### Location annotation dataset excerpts
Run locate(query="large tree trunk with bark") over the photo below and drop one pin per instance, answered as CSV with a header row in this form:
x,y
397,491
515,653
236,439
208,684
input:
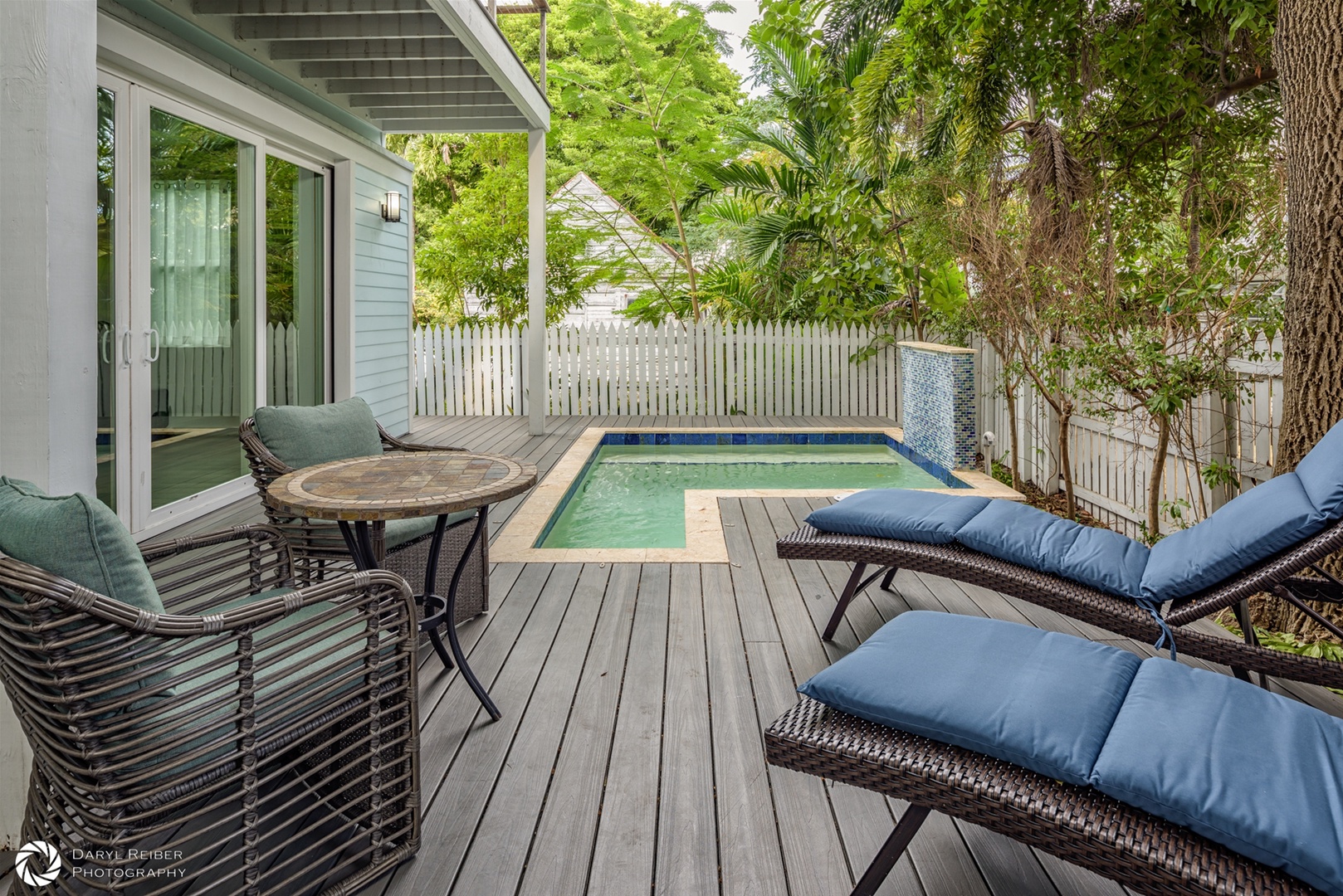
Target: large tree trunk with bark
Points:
x,y
1308,56
1308,51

### Stated task
Reproduce the whole listing above word for word, but not its pictures.

### Final result
Run locate(query="large tree trunk with bark") over the photo below and drop one pin per instance, answered as CSV with a header row in this form:
x,y
397,491
515,653
236,439
208,684
input:
Target: large tree trunk with bark
Points:
x,y
1308,56
1308,51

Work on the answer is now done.